**GIVEN INSTRUCTION**
Please reproduce the items from the beginning up to and including the line with "123,117,164,197".

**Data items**
-- begin --

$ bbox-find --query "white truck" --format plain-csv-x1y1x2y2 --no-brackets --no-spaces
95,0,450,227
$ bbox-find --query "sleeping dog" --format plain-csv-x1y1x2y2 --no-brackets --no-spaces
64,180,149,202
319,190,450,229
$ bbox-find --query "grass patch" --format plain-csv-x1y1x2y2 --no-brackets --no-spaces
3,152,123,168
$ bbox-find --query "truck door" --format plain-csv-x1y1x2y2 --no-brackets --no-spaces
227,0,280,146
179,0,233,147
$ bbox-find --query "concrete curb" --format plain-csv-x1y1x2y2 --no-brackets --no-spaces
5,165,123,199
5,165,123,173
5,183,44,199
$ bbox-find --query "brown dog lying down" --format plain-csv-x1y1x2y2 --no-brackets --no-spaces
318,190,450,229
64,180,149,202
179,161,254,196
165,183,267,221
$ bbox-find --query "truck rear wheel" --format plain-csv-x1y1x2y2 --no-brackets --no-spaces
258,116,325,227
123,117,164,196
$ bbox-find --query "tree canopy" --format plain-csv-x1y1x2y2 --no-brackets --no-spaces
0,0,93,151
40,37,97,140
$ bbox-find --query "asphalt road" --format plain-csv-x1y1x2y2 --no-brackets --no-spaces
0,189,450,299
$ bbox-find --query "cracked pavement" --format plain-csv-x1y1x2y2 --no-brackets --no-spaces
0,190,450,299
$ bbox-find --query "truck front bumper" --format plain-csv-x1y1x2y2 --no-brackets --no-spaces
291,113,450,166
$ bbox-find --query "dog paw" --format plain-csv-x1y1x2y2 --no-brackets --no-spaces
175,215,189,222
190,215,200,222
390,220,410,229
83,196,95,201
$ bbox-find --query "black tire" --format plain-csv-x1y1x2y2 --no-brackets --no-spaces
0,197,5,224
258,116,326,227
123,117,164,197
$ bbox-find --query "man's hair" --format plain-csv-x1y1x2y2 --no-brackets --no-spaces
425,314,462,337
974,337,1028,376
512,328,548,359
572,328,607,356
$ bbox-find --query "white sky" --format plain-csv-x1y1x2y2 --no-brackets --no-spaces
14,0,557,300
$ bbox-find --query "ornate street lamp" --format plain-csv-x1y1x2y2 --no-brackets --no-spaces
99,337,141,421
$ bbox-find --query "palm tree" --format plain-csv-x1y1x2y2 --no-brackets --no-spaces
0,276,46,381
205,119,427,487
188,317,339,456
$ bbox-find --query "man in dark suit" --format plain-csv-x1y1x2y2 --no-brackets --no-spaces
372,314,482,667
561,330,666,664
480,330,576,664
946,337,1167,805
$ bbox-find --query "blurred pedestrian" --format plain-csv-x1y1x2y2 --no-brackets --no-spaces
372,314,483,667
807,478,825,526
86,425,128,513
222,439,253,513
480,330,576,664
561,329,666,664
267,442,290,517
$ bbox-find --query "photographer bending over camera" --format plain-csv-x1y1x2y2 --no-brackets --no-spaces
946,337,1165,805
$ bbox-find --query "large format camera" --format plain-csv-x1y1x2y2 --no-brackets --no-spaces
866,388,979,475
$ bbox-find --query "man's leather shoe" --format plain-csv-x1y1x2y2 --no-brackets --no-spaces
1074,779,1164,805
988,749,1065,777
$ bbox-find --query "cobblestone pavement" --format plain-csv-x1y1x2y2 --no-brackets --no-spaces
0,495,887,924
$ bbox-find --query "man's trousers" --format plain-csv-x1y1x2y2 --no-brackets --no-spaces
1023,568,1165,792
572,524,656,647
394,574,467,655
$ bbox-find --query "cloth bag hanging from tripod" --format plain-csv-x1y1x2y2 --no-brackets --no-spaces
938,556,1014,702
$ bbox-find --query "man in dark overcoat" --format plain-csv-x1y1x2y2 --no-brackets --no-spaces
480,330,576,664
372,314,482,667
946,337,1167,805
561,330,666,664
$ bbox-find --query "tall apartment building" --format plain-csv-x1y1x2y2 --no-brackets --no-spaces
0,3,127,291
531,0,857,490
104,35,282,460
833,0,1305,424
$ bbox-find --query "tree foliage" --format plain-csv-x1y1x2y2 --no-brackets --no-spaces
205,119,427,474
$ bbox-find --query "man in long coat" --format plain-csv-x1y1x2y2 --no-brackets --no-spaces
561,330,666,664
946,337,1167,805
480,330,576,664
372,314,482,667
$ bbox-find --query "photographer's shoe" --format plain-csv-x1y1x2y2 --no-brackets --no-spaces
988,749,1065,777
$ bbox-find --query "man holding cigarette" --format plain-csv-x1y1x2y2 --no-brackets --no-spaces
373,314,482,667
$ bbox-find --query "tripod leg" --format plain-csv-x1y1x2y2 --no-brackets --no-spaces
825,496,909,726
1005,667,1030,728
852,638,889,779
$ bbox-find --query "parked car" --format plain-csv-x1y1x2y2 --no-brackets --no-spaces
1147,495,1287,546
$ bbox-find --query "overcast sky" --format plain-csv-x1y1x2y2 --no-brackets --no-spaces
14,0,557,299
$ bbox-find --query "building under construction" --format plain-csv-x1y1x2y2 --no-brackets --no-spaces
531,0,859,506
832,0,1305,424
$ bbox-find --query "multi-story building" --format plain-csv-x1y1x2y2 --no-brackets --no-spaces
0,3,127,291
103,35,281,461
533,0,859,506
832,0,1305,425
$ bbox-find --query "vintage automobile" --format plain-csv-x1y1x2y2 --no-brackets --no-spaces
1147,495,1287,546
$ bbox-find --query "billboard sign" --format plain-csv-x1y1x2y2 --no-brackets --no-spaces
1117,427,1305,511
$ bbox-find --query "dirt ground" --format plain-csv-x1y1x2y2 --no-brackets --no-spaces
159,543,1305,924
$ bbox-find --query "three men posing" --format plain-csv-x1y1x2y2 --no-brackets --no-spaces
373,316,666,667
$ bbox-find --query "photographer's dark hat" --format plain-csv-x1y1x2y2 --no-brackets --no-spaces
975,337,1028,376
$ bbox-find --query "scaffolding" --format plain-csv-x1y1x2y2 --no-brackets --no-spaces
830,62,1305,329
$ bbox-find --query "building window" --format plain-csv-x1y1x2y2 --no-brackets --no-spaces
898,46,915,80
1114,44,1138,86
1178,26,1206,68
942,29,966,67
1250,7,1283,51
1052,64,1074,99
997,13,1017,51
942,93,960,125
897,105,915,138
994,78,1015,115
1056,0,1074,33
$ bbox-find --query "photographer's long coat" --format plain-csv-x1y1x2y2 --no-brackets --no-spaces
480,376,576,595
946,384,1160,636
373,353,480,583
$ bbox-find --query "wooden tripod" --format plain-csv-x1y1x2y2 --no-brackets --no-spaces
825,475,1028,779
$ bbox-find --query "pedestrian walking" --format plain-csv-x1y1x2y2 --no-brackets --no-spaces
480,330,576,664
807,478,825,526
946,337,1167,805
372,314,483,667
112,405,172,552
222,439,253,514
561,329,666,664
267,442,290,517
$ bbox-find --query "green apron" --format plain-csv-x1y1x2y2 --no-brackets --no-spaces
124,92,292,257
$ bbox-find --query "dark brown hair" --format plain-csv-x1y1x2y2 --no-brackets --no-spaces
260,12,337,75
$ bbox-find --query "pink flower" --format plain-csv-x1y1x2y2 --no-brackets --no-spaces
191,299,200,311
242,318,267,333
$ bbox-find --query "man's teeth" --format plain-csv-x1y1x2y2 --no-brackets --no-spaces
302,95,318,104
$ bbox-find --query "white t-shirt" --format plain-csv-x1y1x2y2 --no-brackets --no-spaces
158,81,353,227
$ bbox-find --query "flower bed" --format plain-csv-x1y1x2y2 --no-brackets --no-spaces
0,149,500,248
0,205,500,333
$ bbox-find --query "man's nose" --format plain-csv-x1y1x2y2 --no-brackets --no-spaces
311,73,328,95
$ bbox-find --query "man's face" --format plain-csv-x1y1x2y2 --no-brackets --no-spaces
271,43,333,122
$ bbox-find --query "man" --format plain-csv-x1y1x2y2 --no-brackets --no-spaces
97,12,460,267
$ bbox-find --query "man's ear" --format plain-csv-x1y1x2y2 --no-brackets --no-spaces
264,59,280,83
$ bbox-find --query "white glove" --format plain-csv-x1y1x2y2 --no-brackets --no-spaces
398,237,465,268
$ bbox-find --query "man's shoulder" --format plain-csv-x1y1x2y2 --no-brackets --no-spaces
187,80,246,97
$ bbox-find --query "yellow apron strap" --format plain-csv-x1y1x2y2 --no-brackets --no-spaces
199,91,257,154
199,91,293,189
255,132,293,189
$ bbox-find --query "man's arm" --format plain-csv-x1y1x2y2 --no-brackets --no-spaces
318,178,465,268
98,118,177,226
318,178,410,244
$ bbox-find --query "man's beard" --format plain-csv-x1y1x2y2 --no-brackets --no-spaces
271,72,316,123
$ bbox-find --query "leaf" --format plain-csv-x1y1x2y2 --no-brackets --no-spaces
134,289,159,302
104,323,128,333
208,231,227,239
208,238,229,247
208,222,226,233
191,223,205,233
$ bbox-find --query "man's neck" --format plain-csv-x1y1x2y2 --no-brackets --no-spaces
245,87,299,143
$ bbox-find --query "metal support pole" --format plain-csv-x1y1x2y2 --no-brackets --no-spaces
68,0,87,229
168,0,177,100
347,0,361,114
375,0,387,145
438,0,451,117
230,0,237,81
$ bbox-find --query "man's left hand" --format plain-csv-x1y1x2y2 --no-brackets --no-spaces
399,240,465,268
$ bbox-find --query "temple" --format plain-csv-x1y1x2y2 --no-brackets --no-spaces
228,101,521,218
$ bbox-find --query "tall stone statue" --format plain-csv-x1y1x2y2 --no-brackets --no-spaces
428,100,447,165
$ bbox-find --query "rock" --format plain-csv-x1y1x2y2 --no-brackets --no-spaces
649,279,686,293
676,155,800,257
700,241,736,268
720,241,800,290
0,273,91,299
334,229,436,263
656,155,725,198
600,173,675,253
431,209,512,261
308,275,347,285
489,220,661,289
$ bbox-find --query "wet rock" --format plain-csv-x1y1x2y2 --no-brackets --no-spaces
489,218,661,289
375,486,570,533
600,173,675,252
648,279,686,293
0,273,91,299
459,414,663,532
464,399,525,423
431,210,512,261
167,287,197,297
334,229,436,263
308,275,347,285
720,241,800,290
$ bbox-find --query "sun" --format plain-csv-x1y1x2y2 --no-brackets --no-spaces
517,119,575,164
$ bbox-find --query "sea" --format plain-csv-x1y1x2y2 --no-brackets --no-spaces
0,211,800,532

-- end --

**ANSWER TO THE PROBLEM**
$ bbox-find --query "white truck" --format plain-csv-x1y1x2y2 --no-brackets --no-spaces
95,0,450,227
$ bbox-find --query "sleeping dog" --format plain-csv-x1y1x2y2 --no-brackets --no-spaces
64,180,149,202
319,190,450,229
$ bbox-find --query "grass patch" --format plain-csv-x1y1x2y2 --no-brackets --no-spaces
3,152,123,168
$ bbox-find --query "truck door" --format plain-csv-x1y1x2y2 --no-brackets --no-spaces
227,0,280,146
179,0,233,147
$ bbox-find --query "concrete curb" --format plain-csv-x1y1x2y2 --no-brackets --no-spaces
5,165,123,199
5,165,123,173
5,183,44,199
$ bbox-find --query "brown dog lying down" --format plain-csv-x1y1x2y2 --no-brackets --no-spaces
318,190,450,229
64,180,149,202
179,161,254,196
165,183,267,221
$ bbox-find --query "truck rear wheel" --format plain-csv-x1y1x2y2 --no-brackets --no-spaces
258,116,325,227
123,117,164,196
$ bbox-find --query "tree canopy" --format plain-csv-x1y1x2y2 --no-brackets --no-spaces
0,0,93,151
40,37,97,140
$ bbox-find --query "asphalt road" --format plain-csv-x1y1x2y2 --no-brackets --no-spaces
0,189,450,299
$ bbox-find --query "cracked pavement" --format plain-csv-x1y1x2y2 --no-brackets --no-spaces
0,190,450,299
$ bbox-find --query "truck front bumper" --format plain-csv-x1y1x2y2 --no-brackets --no-spaces
291,113,450,166
$ bbox-find --query "dog paw" --format plain-csv-x1y1x2y2 --no-brackets --no-spaces
175,215,189,222
190,215,200,222
390,220,410,229
83,196,95,201
$ bbox-find --query "black tire" --format plain-csv-x1y1x2y2 --no-brackets --no-spaces
0,197,5,224
258,116,326,227
123,117,164,197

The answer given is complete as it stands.